**PROVIDED MATERIAL:**
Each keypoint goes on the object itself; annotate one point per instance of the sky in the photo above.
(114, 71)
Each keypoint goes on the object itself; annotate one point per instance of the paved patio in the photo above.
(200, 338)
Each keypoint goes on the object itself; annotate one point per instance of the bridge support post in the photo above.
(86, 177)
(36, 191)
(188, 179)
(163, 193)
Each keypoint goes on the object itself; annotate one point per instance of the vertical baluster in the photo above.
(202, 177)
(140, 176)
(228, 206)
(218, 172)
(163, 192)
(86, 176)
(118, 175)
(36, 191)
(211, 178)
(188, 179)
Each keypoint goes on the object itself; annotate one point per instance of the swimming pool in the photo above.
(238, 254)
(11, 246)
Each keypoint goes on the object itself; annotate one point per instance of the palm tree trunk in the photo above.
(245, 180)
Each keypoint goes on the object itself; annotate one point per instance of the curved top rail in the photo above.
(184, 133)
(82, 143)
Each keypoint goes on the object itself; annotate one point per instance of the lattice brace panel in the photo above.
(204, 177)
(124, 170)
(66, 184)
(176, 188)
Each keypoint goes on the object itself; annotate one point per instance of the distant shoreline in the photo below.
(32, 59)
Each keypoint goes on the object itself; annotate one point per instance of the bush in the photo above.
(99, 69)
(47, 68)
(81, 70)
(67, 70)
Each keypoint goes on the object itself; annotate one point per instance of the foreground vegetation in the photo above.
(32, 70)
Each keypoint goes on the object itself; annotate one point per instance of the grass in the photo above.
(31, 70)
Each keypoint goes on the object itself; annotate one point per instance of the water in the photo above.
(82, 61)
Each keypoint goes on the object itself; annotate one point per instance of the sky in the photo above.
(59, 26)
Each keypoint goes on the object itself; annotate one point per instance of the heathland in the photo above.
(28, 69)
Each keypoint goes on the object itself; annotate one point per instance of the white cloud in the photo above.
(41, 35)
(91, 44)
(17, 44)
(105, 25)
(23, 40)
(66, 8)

**EXERCISE GOAL:**
All of the data above should be duplicated exactly.

**REPLY:**
Each keypoint goes on the object itself; annotate one point per instance of the sky in the photo above.
(114, 71)
Each keypoint goes on the object itself; annotate one point per instance of the paved patio in the photo above.
(200, 338)
Each keypoint goes on the object itself; annotate one point per instance of the bridge support post in the photo above.
(86, 177)
(36, 191)
(188, 179)
(163, 193)
Each keypoint goes on the object itself; annotate one point per instance of the vertical baluster in the photo above.
(202, 177)
(140, 176)
(228, 206)
(218, 172)
(163, 192)
(86, 176)
(118, 175)
(36, 191)
(211, 178)
(188, 179)
Each keypoint goes on the object itself; annotate one point per instance of the swimming pool in the photo above.
(238, 254)
(11, 246)
Each keypoint goes on the object itself; annotate one point per instance of the palm tree trunk in the photo above.
(245, 180)
Each keypoint goes on the object itself; annotate one point per instance of the curved top rail in the photo above.
(184, 133)
(82, 143)
Each keypoint goes on the object itself; annotate one point per instance of the lattice brace panel in the photo above.
(204, 177)
(124, 170)
(66, 184)
(176, 188)
Each keypoint goes on the object itself; annotate one point per instance of the distant shoreline in the photo below.
(32, 59)
Each keypoint goes on the object itself; annotate one point per instance of the bush in the photo above.
(99, 69)
(47, 68)
(81, 70)
(67, 70)
Each keypoint goes on the object itself; annotate one point per instance of the foreground vegetation in the photo above.
(32, 70)
Each keypoint goes on the object itself; annotate one point per instance of the grass in the photo above.
(31, 70)
Each keypoint goes on the object itself; annotate one point per instance of the water in the photo above.
(82, 61)
Each keypoint goes on the object itself; annotate one point per instance of the sky in the photo above.
(59, 26)
Each keypoint goes on the object itself; annotate one point per instance of the heathland in the photo above.
(28, 69)
Each keypoint goes on the object itself; annotate one point per instance of the white cloud in the photo above.
(41, 35)
(91, 44)
(17, 44)
(105, 25)
(23, 40)
(66, 8)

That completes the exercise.